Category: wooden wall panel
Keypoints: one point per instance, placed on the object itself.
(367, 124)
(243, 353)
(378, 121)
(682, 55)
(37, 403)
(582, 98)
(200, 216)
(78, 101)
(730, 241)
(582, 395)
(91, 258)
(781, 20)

SET PROBLEM ▸
Format every line of the rows above as a Markdown table with two columns, No. and Entry, numbering the lines in order and leaving out blank ones.

RESULT OF THIS TASK ▸
| No. | Entry |
|---|---|
| 1 | Category: wooden wall panel |
| 2 | Keypoints: one point per instance, placed on the object itself. |
| 3 | (367, 124) |
| 4 | (243, 353) |
| 5 | (378, 121) |
| 6 | (682, 55) |
| 7 | (37, 403) |
| 8 | (582, 98) |
| 9 | (200, 216) |
| 10 | (78, 101) |
| 11 | (730, 241) |
| 12 | (582, 395) |
| 13 | (91, 258) |
| 14 | (781, 20) |